EXCERPT PROVIDED
Mike’s songwriting partner, Paul Heard, has enjoyed an equally varied career, first on the Acid Jazz label, and now an in-demand television and film composer; he even scored a No.1 in 2011 with Wretch 32. The Londoner recalls M People’s early days, hooking up with Mike through a mutual friend at Manchester’s iconic Haçienda club. Those heady nights out would soon filter back into their creative endeavours. “Mike was DJing,” explains Paul, “not just there, but in Renaissance, then Cream and all those clubs, so it was just a natural reflection of what was going on. It massively influenced the tracks we were writing: the euphoria, the feeling of…positivity and creativity coming out of the clubs at the time.”

The feeling of ecstasy? “Yeah, it was right in the middle of that. Later on we became more contemplative, but especially the first couple of albums were based very much in the club culture.” “My box of records was with me at all times, you know,” says Mike in his thick Mancunian drawl. “I’d have two or three 12″ singles earmarked from the previous weekend, and I’d say, ‘Right, I like this drum beat or I like this bassline, this little bit of melody’. So, it ran hand in hand.”

Soul connection

There was, of course, one other key ingredient to complete the magic: the powerhouse vocals of Heather Small. The very notion of M People is inseparable from Small’s voice. But this wasn’t always the case. Mike remembers going to see a London soul collective, Hot House, support Barry White at the Royal Albert Hall and being blown away by the singer’s vocals. However, in shyness Small spent the entire set staring at her feet. “I just wanted to have her in the band straight away. Other people I was with were like, ‘I don’t know, she seems a bit shy.’ And I was like, ‘I don’t care, the voice is so identifiable, it’s perfect.’” They invited Small to guest on a few tracks, How Can I Love You More?, written by Pickering on the birth of his daughter, and All My Life. “It just all clicked,” says Mike. “The whole thing was a solo project for me in the first place. But people just clicked into place and the chemistry worked.”

“Creatively, we were more than the sum of our parts,” adds Paul. “We were really lucky to have found each other. Individually we had our own talents, but together you bring out stuff in each other.”

“When we first started recording, we had no concept that we would be a live act,” says Mike. “But straight away, Pete and Keith at Deconstruction said, ‘We’ve got promoters wanting you to do this live.’ I was like, ‘Shit! How are we gonna do that?’ Pete said to me, ‘Mike, you’ve got Heather, just build everything around her.’ And he was right.” They started playing club shows in between Mike’s DJ sets, initially a simple set-up with Heather singing along to the tapes, supported by live keys and percussion.

Paul recalls their very first gig at the Haçienda. “I remember Heather coming on stage, and she almost walked straight off because it was just so intense – the energy, guys with their tops off, everyone at the top of their voices. The intensity of that experience, it was like, ‘Oh my god, this is something really quite special.’”

But this set-up could only take them so far. “After doing those shows for a couple of years, it’s kind of limited just using a DAT machine because essentially it’s a set formula. We wanted to bring a much more musical element into it. So, bit by bit, we introduced the live side.”

SOURCE DATA
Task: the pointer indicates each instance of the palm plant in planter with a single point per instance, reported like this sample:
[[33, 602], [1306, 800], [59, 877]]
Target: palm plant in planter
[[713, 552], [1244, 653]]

EXERCISE DIRECTIONS
In the M People excerpt, why did the band gradually bring live musicians into their shows instead of staying with the tape-based setup? Answer in one to three sentences.

ANSWER FOR THIS EXERCISE
After a couple of years of those shows, using only a DAT machine felt limiting because it was essentially a set formula. They wanted a much more musical element, so they added the live side bit by bit.